— DIRECTIONS —
Reproduce nothing but the lines from the one with "the green cucumber" down to the last line of the data below.

***** MATERIAL FOR THE TASK *****

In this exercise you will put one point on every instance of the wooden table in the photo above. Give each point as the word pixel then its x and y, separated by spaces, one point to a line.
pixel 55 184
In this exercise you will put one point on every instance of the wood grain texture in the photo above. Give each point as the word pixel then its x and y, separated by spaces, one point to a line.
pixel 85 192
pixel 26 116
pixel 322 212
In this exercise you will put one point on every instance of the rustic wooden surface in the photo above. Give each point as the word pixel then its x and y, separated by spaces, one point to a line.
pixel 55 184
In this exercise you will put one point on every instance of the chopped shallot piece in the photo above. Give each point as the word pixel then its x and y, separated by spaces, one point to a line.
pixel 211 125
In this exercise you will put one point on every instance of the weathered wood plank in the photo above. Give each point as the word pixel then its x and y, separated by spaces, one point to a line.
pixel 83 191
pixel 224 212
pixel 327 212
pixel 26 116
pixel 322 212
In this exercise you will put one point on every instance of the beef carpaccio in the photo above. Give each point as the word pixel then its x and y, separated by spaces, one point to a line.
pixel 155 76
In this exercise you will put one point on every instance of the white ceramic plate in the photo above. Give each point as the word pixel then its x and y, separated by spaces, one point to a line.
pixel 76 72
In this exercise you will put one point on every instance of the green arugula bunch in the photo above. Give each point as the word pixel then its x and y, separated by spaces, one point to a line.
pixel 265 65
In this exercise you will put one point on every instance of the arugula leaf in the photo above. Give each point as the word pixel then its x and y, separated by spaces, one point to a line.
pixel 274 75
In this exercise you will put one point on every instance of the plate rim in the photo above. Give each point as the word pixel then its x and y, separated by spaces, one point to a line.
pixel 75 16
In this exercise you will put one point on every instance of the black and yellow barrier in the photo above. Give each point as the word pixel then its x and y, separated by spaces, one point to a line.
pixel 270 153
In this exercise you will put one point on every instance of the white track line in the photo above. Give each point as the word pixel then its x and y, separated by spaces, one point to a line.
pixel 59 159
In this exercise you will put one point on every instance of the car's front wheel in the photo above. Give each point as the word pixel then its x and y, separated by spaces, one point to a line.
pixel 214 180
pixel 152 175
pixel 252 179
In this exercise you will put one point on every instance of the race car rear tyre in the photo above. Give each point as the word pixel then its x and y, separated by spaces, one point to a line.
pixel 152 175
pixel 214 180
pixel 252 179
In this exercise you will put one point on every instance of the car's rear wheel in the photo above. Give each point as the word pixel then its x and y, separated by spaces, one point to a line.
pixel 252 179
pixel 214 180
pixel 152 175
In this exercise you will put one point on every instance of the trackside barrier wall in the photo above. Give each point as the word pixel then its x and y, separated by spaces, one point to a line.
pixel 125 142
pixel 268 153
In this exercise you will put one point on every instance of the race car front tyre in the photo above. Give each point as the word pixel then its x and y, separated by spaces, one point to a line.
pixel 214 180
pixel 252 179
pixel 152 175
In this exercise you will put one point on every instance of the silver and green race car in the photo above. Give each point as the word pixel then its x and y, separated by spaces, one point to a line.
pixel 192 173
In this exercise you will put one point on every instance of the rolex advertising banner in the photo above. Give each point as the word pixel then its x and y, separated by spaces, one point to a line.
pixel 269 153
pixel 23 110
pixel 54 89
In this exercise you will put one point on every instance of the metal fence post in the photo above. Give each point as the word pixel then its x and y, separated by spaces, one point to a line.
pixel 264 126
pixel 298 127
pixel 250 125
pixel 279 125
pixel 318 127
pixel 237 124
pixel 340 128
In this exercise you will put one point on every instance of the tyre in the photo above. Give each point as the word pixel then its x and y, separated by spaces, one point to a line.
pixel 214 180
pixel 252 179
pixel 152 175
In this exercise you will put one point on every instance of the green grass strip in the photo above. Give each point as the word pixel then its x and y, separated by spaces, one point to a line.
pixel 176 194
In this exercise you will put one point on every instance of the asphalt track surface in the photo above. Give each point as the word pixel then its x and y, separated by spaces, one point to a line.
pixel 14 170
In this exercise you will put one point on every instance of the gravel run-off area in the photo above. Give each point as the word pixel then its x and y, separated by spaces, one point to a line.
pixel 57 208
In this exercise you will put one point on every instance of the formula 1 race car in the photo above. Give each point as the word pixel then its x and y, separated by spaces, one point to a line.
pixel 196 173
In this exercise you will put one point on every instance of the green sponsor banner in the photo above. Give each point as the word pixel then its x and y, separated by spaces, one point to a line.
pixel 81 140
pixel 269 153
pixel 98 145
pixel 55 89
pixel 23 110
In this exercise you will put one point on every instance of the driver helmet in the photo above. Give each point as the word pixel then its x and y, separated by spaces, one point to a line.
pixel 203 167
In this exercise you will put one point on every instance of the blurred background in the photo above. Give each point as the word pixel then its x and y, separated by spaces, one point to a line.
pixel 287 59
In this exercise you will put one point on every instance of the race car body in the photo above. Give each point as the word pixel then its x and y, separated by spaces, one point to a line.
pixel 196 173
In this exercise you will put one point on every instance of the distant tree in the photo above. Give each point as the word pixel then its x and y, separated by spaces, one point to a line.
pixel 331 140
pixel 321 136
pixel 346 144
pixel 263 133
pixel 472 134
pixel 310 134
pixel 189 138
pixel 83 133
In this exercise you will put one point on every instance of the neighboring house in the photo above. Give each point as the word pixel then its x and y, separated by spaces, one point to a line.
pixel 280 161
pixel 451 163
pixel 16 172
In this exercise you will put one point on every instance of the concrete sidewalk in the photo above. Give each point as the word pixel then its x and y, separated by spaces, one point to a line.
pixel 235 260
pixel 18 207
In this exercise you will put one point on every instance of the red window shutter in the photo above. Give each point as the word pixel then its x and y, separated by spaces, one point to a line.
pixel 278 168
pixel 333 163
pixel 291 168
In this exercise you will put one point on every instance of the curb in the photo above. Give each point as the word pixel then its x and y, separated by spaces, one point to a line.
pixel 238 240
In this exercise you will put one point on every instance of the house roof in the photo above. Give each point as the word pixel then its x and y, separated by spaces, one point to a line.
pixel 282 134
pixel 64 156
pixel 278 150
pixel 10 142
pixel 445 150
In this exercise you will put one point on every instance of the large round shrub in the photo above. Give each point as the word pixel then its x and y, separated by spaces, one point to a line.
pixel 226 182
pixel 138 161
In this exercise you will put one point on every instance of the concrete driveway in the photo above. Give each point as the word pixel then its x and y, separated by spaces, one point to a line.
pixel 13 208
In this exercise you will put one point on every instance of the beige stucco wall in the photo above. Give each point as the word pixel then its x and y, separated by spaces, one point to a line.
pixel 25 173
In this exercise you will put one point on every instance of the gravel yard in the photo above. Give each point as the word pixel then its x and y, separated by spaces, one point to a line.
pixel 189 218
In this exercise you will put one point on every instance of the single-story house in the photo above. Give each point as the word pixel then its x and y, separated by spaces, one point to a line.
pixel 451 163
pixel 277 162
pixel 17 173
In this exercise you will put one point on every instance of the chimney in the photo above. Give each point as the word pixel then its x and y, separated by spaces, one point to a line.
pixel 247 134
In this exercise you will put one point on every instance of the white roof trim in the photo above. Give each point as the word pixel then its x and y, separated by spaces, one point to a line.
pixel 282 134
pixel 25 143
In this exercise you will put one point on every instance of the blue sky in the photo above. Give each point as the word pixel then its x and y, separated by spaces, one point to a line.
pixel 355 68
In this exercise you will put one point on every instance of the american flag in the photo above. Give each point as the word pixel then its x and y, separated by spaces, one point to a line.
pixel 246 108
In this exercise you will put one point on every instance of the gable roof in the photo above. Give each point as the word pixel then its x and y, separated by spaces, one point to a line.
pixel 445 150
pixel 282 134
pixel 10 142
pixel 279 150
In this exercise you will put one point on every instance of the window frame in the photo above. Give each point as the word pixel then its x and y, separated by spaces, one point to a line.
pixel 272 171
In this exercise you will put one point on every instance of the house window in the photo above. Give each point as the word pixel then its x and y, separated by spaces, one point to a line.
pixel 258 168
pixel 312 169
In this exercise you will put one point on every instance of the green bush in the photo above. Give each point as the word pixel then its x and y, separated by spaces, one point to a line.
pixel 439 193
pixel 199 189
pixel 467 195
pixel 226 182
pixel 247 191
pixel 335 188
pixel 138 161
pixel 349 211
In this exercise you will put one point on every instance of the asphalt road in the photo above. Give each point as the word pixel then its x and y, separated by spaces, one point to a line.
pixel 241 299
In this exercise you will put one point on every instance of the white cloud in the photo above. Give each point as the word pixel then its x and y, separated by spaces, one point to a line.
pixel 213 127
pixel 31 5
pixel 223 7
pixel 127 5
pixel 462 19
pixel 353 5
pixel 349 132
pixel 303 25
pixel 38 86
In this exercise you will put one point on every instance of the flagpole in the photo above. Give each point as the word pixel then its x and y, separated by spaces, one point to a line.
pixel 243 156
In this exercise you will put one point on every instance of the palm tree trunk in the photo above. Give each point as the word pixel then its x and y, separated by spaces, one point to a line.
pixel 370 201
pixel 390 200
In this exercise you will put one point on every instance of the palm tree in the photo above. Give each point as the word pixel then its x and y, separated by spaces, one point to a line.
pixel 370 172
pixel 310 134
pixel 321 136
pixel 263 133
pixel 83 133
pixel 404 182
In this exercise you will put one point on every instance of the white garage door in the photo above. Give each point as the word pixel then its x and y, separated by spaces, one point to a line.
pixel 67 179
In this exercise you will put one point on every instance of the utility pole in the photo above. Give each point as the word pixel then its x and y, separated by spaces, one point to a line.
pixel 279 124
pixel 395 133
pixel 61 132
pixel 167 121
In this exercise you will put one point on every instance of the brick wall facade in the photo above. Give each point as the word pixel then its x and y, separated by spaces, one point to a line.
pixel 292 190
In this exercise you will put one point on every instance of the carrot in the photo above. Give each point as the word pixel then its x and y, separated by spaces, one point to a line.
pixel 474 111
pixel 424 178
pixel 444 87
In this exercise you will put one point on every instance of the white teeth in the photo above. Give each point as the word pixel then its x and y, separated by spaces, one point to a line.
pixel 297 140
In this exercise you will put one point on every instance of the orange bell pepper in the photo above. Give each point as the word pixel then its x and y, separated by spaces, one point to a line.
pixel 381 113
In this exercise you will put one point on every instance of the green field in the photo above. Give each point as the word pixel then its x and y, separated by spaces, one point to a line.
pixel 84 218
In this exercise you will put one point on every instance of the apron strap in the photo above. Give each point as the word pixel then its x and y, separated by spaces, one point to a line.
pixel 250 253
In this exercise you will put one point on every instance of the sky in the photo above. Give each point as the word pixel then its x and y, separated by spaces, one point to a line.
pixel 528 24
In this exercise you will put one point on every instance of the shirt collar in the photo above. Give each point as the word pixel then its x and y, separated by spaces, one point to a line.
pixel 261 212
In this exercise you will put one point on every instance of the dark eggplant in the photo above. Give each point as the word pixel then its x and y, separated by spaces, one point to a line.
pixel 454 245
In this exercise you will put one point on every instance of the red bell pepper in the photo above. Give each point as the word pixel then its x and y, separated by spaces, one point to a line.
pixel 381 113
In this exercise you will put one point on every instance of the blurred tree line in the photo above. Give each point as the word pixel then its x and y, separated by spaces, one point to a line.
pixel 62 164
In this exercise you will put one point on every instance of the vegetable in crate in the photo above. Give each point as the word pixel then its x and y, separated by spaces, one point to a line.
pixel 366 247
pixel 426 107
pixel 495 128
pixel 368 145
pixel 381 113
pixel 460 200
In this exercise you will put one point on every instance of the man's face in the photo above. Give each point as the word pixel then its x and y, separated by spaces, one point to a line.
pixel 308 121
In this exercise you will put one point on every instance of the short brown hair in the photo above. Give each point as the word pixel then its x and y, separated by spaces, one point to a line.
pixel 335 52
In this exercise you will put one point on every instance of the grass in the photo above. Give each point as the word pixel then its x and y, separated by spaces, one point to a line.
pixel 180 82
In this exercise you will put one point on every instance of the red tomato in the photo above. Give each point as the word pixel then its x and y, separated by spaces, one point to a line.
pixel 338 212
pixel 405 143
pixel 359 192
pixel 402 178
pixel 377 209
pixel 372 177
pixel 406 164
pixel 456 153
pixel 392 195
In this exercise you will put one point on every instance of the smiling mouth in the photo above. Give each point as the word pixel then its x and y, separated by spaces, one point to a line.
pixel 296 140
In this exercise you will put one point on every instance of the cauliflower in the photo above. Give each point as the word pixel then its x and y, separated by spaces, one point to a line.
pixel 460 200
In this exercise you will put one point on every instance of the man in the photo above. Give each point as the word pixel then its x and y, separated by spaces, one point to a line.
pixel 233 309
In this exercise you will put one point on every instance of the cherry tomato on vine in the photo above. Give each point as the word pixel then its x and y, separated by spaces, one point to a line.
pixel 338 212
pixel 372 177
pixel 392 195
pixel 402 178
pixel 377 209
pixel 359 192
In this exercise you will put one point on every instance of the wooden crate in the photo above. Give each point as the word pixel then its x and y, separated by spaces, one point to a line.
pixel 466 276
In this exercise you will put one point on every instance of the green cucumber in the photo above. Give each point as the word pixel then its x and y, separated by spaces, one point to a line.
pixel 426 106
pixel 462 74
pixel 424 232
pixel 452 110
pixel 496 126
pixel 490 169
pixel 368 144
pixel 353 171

*****

— FINISHED TASK —
In this exercise you will put one point on every instance of the green cucumber in the photo above. Give each point as the word pixel then its x and y, separated by spaces, one point to a line.
pixel 426 106
pixel 462 74
pixel 424 232
pixel 452 110
pixel 496 126
pixel 490 169
pixel 368 144
pixel 353 171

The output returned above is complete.